데이터셋 기록 →
◇ ◇ ◇ ◇ ◇
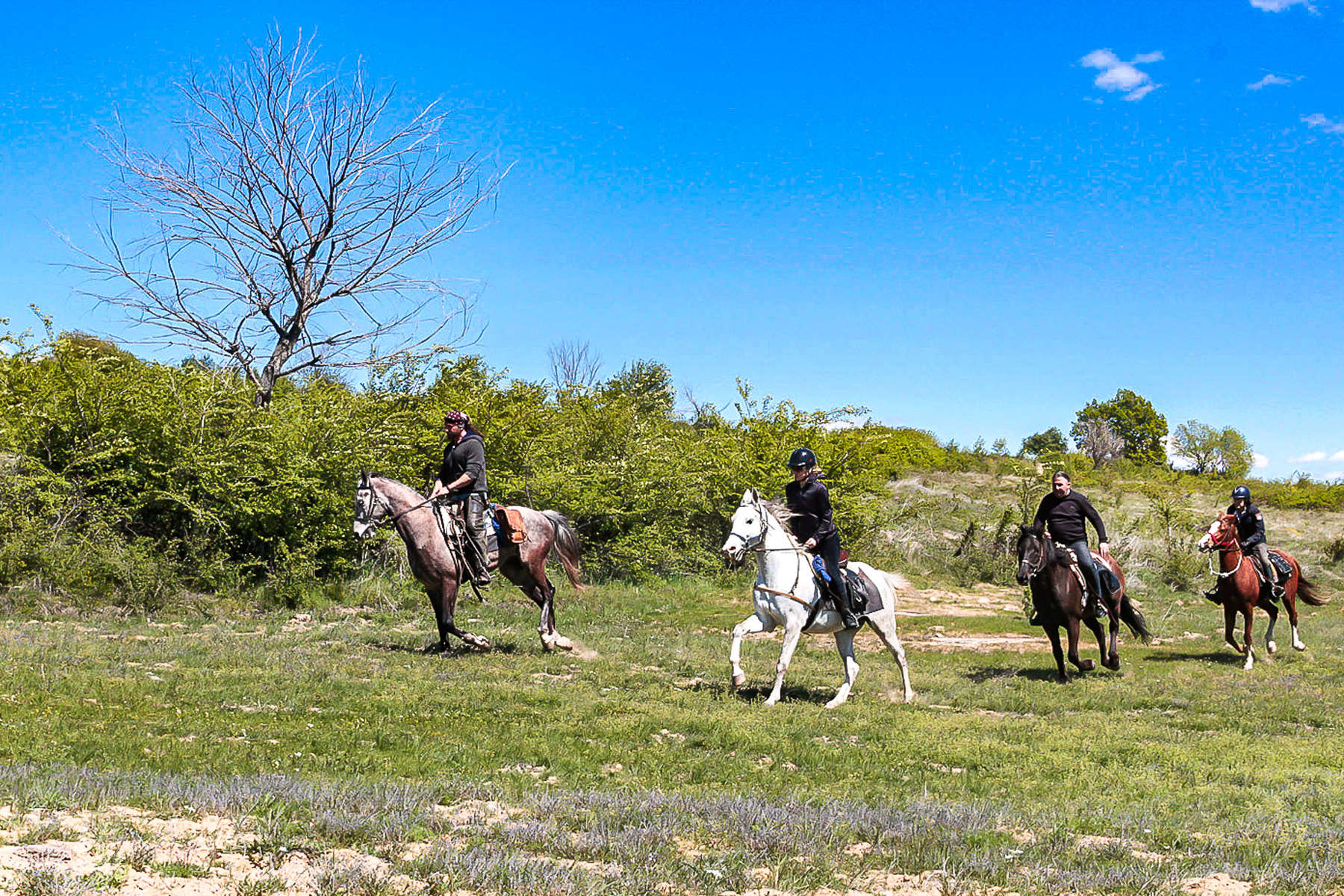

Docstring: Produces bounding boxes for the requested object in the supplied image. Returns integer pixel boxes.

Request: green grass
[0,567,1344,892]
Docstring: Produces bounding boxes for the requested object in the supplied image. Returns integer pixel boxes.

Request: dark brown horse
[1199,513,1325,669]
[1018,525,1152,682]
[355,471,585,650]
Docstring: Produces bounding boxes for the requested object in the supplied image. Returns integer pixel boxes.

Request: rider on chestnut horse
[1204,485,1284,603]
[1030,470,1110,626]
[783,449,859,629]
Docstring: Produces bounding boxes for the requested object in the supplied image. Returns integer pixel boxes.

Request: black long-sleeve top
[1032,491,1106,544]
[438,432,485,494]
[1227,501,1265,548]
[783,474,839,544]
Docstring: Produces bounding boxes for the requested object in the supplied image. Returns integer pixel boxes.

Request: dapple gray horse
[723,489,915,709]
[355,471,585,650]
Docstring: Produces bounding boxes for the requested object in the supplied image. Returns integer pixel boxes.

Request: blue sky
[0,0,1344,478]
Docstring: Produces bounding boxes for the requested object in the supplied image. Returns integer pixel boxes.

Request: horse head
[1018,524,1050,585]
[719,489,769,570]
[355,470,387,538]
[1196,513,1240,551]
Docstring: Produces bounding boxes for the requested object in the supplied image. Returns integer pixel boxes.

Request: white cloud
[1251,0,1316,12]
[1078,50,1166,101]
[1246,75,1293,90]
[1302,111,1344,134]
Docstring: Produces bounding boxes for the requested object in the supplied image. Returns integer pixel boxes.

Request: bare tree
[81,32,504,405]
[546,340,602,388]
[1074,418,1125,466]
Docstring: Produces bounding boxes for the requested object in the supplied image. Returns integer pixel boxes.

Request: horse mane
[761,501,801,548]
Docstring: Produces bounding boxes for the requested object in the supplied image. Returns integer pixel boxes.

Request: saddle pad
[494,504,527,544]
[844,570,882,617]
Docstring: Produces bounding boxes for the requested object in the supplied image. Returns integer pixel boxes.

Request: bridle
[1208,523,1246,579]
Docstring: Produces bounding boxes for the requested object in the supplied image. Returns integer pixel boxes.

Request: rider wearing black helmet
[783,449,859,629]
[1204,485,1284,603]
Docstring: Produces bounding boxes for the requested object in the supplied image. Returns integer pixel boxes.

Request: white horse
[722,489,915,709]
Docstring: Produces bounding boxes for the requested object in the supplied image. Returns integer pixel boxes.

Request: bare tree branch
[69,32,507,405]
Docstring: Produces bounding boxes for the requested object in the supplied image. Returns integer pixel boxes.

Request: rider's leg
[462,493,491,585]
[1253,541,1284,595]
[817,535,859,629]
[1068,540,1106,617]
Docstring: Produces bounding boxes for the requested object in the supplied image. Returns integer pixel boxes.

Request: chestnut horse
[1199,513,1325,669]
[355,471,585,650]
[1018,524,1152,682]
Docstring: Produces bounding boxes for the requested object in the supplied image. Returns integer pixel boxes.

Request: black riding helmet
[789,449,817,470]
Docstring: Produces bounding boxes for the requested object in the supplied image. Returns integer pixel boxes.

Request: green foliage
[1171,420,1255,478]
[1070,388,1166,466]
[1021,426,1068,457]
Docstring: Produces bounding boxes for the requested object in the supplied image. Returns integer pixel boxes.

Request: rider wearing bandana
[783,449,859,629]
[1204,485,1284,603]
[1031,470,1110,625]
[429,411,491,587]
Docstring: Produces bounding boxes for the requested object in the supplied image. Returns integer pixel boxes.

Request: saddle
[491,504,527,544]
[1055,541,1119,597]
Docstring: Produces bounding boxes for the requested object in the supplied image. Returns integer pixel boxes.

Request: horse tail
[882,570,911,591]
[541,511,588,591]
[1297,571,1329,607]
[1119,591,1153,644]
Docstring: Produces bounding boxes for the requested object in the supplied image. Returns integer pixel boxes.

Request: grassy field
[0,479,1344,895]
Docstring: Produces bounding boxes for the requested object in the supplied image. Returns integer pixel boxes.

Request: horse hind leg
[827,629,859,709]
[1065,610,1097,672]
[868,612,915,703]
[1265,602,1278,656]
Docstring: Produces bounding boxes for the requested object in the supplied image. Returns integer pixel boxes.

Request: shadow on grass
[1144,645,1242,665]
[966,665,1069,685]
[368,638,517,657]
[724,681,836,706]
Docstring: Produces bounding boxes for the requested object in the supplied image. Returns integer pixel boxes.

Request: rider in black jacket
[783,449,859,629]
[1204,485,1284,603]
[1031,470,1110,625]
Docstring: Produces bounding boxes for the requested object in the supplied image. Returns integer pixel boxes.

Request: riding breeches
[817,535,850,607]
[1247,541,1278,585]
[1068,540,1101,599]
[462,491,491,579]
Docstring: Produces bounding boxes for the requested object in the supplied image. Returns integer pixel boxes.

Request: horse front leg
[1045,625,1068,684]
[827,629,859,709]
[729,614,770,688]
[765,625,803,706]
[1065,617,1099,672]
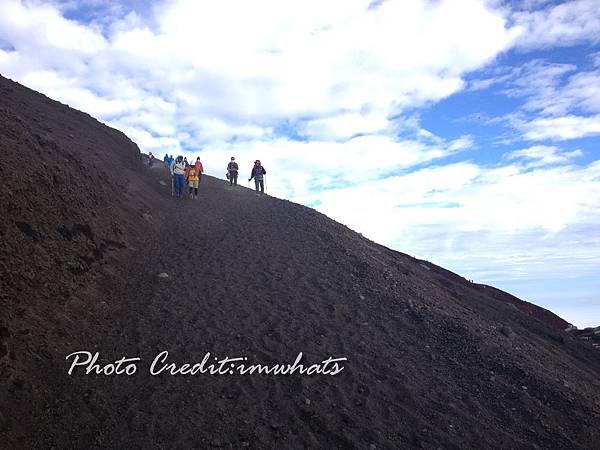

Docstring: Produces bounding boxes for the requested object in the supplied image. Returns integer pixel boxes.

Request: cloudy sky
[0,0,600,327]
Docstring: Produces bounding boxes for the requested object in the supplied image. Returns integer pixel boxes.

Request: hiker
[165,155,175,171]
[185,161,200,199]
[227,156,239,186]
[196,156,204,184]
[248,159,267,194]
[171,156,185,198]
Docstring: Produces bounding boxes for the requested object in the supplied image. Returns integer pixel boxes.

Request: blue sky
[0,0,600,327]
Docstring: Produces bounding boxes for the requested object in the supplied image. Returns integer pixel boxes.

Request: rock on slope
[0,78,600,448]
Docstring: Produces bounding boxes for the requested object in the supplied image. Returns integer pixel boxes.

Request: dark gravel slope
[0,78,600,449]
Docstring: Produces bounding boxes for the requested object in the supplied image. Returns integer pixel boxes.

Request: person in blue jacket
[248,159,267,194]
[171,156,185,198]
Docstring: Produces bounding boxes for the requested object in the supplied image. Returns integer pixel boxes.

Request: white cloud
[504,145,583,167]
[511,0,600,49]
[0,0,514,152]
[518,114,600,141]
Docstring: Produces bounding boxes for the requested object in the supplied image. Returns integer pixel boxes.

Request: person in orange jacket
[196,156,204,183]
[185,165,200,199]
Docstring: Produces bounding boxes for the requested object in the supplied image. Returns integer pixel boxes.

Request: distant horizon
[0,0,600,328]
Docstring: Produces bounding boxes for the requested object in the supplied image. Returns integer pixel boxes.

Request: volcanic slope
[0,78,600,449]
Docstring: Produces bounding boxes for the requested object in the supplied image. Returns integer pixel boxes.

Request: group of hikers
[162,153,267,199]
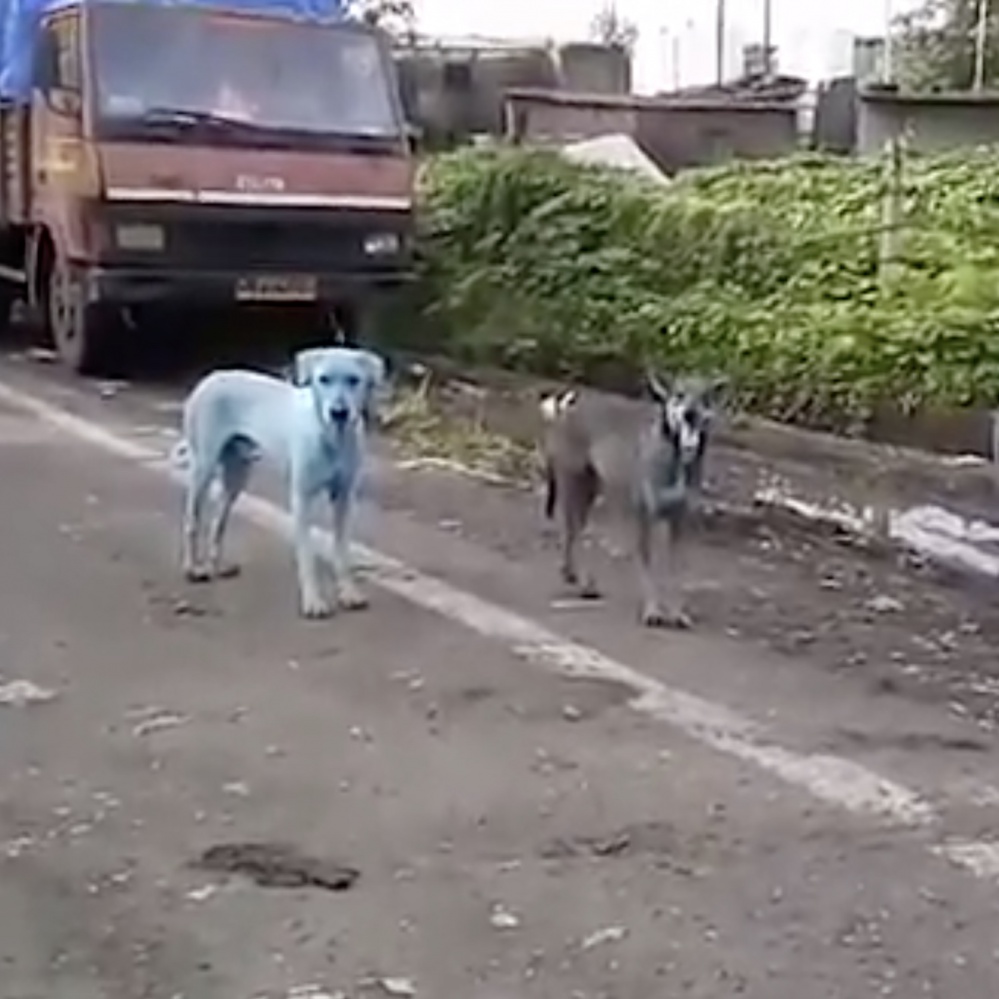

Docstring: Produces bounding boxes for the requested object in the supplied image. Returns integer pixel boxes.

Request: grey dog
[173,347,385,618]
[541,373,725,628]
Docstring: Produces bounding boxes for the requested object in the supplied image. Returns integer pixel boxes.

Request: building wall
[857,94,999,155]
[635,107,798,173]
[557,42,631,94]
[507,97,797,173]
[508,100,638,145]
[396,44,631,140]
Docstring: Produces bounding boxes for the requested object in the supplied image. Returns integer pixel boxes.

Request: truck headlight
[114,223,166,252]
[364,232,401,257]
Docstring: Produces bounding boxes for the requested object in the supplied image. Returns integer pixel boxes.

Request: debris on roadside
[24,347,59,364]
[579,926,628,950]
[286,984,347,999]
[371,978,416,997]
[132,708,190,739]
[865,593,905,614]
[489,905,520,930]
[184,885,219,902]
[0,680,56,708]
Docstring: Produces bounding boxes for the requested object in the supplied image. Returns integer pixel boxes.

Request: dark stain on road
[193,843,361,892]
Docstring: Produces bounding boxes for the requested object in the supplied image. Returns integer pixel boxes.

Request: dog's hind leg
[182,452,215,583]
[208,441,253,579]
[635,504,691,628]
[557,465,600,600]
[332,494,368,610]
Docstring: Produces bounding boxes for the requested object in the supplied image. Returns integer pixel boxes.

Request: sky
[415,0,917,92]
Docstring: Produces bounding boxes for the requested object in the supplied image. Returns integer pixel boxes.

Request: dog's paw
[641,606,693,631]
[337,587,368,611]
[299,593,334,621]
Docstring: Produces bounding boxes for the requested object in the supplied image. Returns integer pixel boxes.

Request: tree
[893,0,999,90]
[590,0,638,55]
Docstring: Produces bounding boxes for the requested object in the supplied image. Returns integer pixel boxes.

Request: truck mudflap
[82,267,413,308]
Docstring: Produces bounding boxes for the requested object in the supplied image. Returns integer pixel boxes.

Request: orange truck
[0,0,414,374]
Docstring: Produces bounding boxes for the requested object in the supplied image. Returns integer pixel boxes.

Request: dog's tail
[545,461,558,520]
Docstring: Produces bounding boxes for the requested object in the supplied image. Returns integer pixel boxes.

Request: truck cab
[0,0,413,372]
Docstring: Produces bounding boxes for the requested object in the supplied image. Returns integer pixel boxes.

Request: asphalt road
[0,359,999,999]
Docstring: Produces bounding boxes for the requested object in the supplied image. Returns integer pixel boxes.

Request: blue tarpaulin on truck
[0,0,348,101]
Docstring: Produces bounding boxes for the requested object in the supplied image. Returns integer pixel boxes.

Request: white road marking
[0,383,999,881]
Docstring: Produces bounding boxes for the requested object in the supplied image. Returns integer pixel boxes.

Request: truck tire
[45,256,115,375]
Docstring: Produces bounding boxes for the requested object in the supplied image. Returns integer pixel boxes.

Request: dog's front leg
[291,484,333,618]
[635,503,690,628]
[666,510,692,628]
[331,493,368,610]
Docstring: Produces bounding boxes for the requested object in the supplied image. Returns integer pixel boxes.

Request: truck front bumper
[82,266,413,308]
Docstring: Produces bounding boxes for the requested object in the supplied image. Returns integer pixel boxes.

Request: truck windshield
[91,2,401,138]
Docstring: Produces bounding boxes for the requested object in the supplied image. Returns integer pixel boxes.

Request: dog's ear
[357,350,388,424]
[645,368,671,404]
[291,347,327,388]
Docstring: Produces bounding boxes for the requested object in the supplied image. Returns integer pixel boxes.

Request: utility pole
[881,0,895,83]
[975,0,989,92]
[715,0,726,87]
[763,0,774,80]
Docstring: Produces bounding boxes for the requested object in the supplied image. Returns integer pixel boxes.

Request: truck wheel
[46,258,113,375]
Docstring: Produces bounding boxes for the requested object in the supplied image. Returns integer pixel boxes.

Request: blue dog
[173,347,385,618]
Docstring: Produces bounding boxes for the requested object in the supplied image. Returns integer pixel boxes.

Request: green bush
[410,143,999,425]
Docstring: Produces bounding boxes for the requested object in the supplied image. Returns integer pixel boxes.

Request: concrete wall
[812,76,857,155]
[635,105,798,173]
[507,92,797,173]
[556,42,631,94]
[396,44,631,146]
[857,91,999,155]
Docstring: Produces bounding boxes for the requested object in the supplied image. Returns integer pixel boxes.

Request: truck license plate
[236,274,318,302]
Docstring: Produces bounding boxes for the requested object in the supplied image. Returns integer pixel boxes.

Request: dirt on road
[0,354,999,999]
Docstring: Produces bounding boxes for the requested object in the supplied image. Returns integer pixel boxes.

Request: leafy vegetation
[410,148,999,426]
[893,0,999,90]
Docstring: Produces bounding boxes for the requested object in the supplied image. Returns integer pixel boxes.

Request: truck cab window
[35,17,83,114]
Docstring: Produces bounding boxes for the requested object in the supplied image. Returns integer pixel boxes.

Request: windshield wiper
[139,107,260,129]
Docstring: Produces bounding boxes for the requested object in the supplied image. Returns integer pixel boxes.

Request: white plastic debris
[0,680,56,708]
[582,926,628,950]
[378,978,416,997]
[132,712,188,739]
[489,905,520,930]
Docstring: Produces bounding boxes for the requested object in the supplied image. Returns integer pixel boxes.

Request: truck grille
[108,209,412,272]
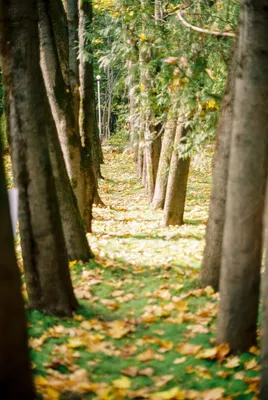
◇ ◇ ◇ ◇ ◇
할 일 → 첫 줄부터 "[1302,111,1344,134]"가 들어 있는 줄까지(양 끝 포함) "horse"를 "pony"로 고쳐 다시 쓰고, 나머지는 그대로 두세요. 그림은 빼고 써 주세요.

정답 →
Docstring: Produces bounding boxes for the requested object in the supplied image. Returns integer pixel boxes.

Request: green grass
[0,567,1344,892]
Docstring: Produces bounding boxes for the requested object in the supplied image. Returns integer pixel boxes.

Request: dark brown pony
[1199,513,1325,669]
[1018,525,1152,682]
[355,471,585,650]
Docstring: Produces bounding boxes for the requested object in the supplied image. Returns integer pixel boxes.

Request: rider on chestnut pony
[1204,485,1284,603]
[1030,470,1110,626]
[783,449,859,629]
Docstring: Produces bounding boxes for the requested object in the supplied image. Returns integer pixel boxes.

Request: black long-sleeve top
[1032,491,1106,544]
[438,432,485,494]
[1227,501,1265,548]
[783,474,839,544]
Docstring: Produces bounding boxes for the requested object in the supplied image. Returns integer pixel boxes.

Request: dapple gray pony
[723,489,915,709]
[355,471,585,650]
Docstring: Produces bounding boxes for the requested object in the supplied image. Returns integer pixel boxes.

Request: blue sky
[0,0,1344,478]
Docstring: Produces bounding boxes for the requested object in the supplied image. Returns integer pixel boxes.

Request: pony head
[1018,524,1050,585]
[719,489,769,570]
[355,470,387,538]
[1196,513,1240,551]
Docstring: Produces bounding boxes for the requested object in the supplied image. Returns integer pixel boxes.

Request: white cloud
[1251,0,1316,12]
[1078,50,1166,101]
[1246,75,1293,90]
[1302,111,1344,134]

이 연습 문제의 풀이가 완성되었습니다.